### GOAL A
According to the training log, what date is the 16-week cut set to begin?

Big social wknd over! I didnt get on it at all, only slightly tipsy both night so happy with that! had plenty of food though and smoked a few tabs. I have one more wedding next wknd then thats it! have a holiday to look forward to after that. Then i can get stuck into training for a good few month. managed 1 hour of study over the wknd. back in the gym tomrrow a.m


----------



## coke (Jan 17, 2015)

*1/08/16*

Nice early start, up for 0400, at the gym for 0420. Changed my mind again!! had planned on training for strength, though after having a good hard look at myself ive decided to get as lean as possible, starting a 16 week cut on September 6th, to much going on in August. I want to get to 10% BF or 6 pack showing when not tensed (though 6 pack showing when tensed would be great) ive never had a 6 pack or seen an abb muscle! Realised i can not do everything goal wise at once and getting lean would be the sensible route as getting stronger i would no doubt gain more fat! so 16 week cut followed by a 16 week strength gain stage will be the plan. need to get diet sorted as this is always my sticking point. anyway i have a few weeks to come up with plan i can execute!

Today i trained chest and tris! bbell press, incline press, dbell press, flys, cgbp, french press and cable tris.

diet, not on one, just trying to eat sensible for the next month.


----------



## coke (Jan 17, 2015)

*02/08/16*

Up again early and at the gym for 0420. Back and trap day, pendlay rows, bo rows, wgpd, low pulley rows, heavy smith shrugs, dbell shrugs, smith shrugs. good session. feeling sore from yesterday. added creatine into my supplement usage, this now consists of fish oil, vit d, ubiquinal cq10, l glutamine, whey and creatine. oh and my TRT dose of test. slept ok last night with it being cooler. No studying done this week yet, will be aiming for 3 hours tomorrow night.


----------



## coke (Jan 17, 2015)

### GIVEN INFORMATION
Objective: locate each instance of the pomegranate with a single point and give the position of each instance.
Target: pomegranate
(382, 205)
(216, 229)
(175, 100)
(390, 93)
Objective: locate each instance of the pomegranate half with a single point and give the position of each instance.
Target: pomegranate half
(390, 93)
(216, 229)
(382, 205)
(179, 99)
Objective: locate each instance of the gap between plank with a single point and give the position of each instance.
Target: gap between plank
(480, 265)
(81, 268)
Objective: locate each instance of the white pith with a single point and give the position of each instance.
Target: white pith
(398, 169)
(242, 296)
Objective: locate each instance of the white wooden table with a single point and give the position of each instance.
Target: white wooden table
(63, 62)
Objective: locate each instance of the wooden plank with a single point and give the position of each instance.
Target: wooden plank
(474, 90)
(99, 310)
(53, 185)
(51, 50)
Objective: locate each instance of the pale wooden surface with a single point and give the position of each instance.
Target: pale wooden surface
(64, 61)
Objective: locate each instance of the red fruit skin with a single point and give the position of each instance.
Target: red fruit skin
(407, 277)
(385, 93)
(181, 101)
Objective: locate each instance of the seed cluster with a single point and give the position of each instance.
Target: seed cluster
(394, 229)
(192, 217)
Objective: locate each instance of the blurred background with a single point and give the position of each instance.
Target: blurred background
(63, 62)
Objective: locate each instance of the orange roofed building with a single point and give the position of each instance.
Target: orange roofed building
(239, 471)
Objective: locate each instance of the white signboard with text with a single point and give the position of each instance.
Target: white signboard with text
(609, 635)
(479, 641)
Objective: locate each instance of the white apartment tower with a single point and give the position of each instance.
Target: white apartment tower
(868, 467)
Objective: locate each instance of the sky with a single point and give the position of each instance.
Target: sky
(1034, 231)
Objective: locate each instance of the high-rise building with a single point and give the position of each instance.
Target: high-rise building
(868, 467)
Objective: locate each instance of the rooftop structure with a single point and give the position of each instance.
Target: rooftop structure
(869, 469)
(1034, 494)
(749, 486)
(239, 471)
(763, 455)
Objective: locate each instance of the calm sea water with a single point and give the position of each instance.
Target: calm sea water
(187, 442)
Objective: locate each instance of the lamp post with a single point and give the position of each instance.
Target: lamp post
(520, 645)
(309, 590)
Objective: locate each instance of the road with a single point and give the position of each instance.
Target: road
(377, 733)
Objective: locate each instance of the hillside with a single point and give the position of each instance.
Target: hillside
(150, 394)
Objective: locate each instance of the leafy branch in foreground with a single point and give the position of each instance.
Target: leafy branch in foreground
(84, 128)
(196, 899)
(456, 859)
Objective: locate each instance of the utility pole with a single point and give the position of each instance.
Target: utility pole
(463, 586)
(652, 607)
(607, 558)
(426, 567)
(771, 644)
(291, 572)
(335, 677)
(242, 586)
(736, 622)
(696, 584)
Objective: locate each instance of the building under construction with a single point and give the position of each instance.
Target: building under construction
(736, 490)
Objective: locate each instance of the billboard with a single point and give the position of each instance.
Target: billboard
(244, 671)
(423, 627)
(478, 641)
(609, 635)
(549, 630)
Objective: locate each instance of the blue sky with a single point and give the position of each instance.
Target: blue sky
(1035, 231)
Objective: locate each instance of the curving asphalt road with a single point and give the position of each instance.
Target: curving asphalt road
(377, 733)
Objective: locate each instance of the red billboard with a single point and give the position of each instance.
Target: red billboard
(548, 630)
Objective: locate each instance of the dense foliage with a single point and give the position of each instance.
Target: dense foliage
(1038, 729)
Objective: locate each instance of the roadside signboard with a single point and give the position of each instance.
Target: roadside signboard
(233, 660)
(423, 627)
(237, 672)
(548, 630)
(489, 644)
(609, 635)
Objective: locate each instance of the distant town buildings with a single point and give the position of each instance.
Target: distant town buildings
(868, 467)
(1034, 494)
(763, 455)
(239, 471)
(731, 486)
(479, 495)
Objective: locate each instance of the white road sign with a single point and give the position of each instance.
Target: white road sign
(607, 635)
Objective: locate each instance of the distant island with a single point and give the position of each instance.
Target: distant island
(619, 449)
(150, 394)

### GOAL B
Copy the rows again word for word, starting at the row that contains "Objective: locate each instance of the dense" and ending at the row that contains "(1038, 729)".

### WORKED ANSWER A
September 6th

### WORKED ANSWER B
Objective: locate each instance of the dense foliage with a single point and give the position of each instance.
Target: dense foliage
(1038, 729)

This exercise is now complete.